**Document passage**:

-*-

WRESTLING: Rance Bahr steps down as Jacks’ head coach, will ‘pursue other options’ in local wrestling scene
Rance Bahr resigned from his position as Bemidji High School wrestling head coach after 14 seasons. Bahr looks to "pursue other options" as the most decorated head coach in program history.
BEMIDJI – Wrestling looks much different in Bemidji than it did 14 years ago.
Rance Bahr accepted the Bemidji High School wrestling head coaching position in 2009. Since then, he’s amassed a 298-129 career record, nine section championship appearances, three team state tournament appearances, a fourth-place state tournament team finish and a girls wrestling state championship in 2022.
During Bahr’s 14 years at the helm, BHS compiled 71 individual state tournament berths – 61 boys and 10 girls. Of those 71 entrants, 25 of them – 18 boys and seven girls – returned as medalists.
Bahr coached at every youth level before bringing the BHS wrestling program to unprecedented heights. In the program’s 67-year history, Bahr’s 298 career wins as head coach are 161 more than Ken Schmoker, who held the position longer than anybody from 1957-75. Bahr was also instrumental in developing the state’s most prominent sanctioned girls wrestling program over the last two seasons.
The Bemidji native has a myriad of accomplishments as a youth wrestling coach. However, he feels like it’s time for a fresh leader. Following the 2022-23 season, which included a Section 8-3A runner-up finish and 15 individual state tournament berths, Bahr resigned as head coach.

-*-

**Aim of the task**: Write out the part of the article on Rance Bahr's resignation word for word, starting at the words "During Bahr’s 14" and stopping after "returned as medalists.".

-*-

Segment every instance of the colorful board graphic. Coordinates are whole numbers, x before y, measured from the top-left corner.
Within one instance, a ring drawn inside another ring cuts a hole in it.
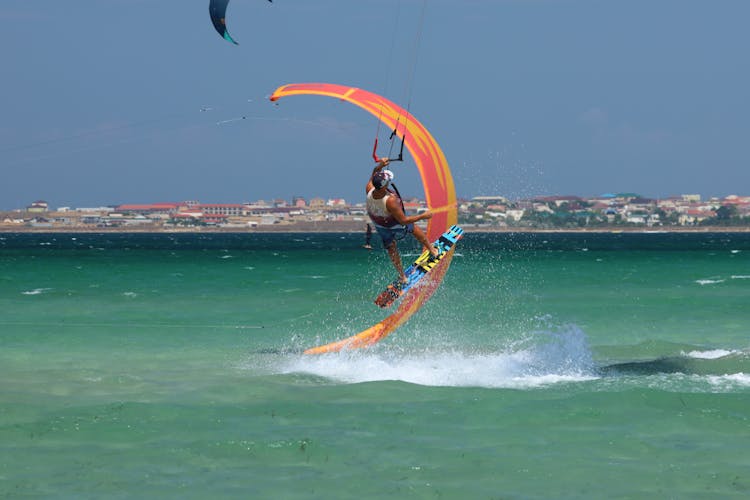
[[[458,226],[451,226],[446,232],[440,235],[440,238],[435,241],[432,246],[438,249],[437,257],[432,257],[432,254],[425,250],[422,255],[417,257],[412,265],[406,268],[404,275],[408,280],[406,283],[402,283],[400,279],[395,279],[383,290],[378,298],[375,299],[375,304],[379,307],[389,307],[399,297],[408,292],[412,287],[416,286],[424,276],[432,271],[437,266],[443,257],[453,248],[453,245],[458,242],[463,236],[464,230]]]

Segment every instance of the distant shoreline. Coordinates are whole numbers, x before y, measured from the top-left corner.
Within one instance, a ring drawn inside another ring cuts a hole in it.
[[[747,233],[750,227],[743,226],[659,226],[659,227],[597,227],[597,228],[528,228],[528,227],[493,227],[464,224],[467,232],[474,233],[580,233],[580,234],[617,234],[617,233]],[[0,234],[32,233],[32,234],[221,234],[221,233],[348,233],[364,234],[363,223],[325,222],[304,223],[294,225],[242,227],[18,227],[0,226]]]

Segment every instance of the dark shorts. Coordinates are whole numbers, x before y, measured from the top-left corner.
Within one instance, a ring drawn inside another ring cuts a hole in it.
[[[396,240],[403,239],[408,233],[414,232],[414,224],[405,226],[382,227],[375,225],[375,230],[383,238],[383,247],[388,248]]]

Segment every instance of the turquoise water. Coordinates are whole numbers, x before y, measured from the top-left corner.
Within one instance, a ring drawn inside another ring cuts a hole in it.
[[[750,235],[362,239],[0,234],[0,497],[750,495]]]

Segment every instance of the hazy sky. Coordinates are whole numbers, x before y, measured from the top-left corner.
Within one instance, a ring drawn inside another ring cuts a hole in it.
[[[409,105],[460,197],[750,195],[748,19],[747,0],[232,0],[234,46],[208,0],[3,2],[0,209],[360,201],[377,121],[268,101],[294,82]]]

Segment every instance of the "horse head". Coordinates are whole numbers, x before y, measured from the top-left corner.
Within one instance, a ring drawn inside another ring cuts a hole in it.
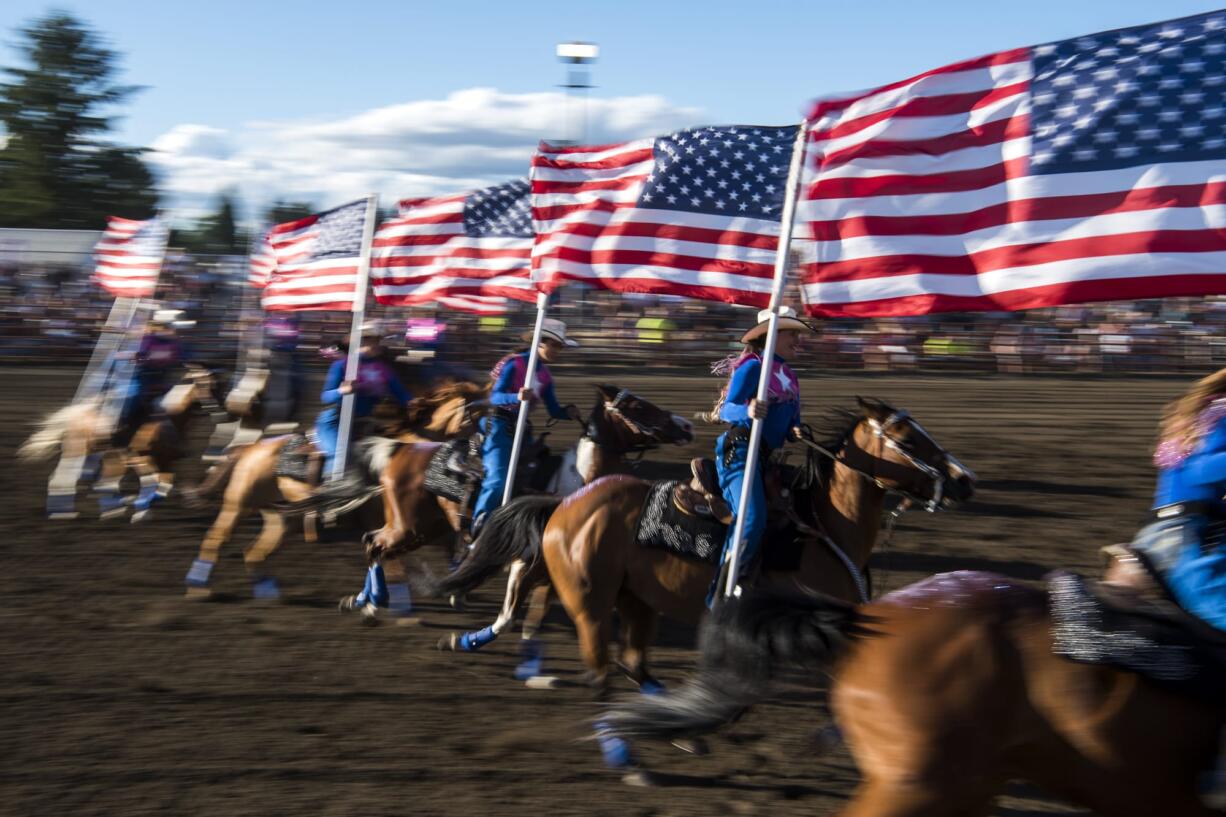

-*-

**Exercise response**:
During Bahr’s 14 years at the helm, BHS compiled 71 individual state tournament berths – 61 boys and 10 girls. Of those 71 entrants, 25 of them – 18 boys and seven girls – returned as medalists.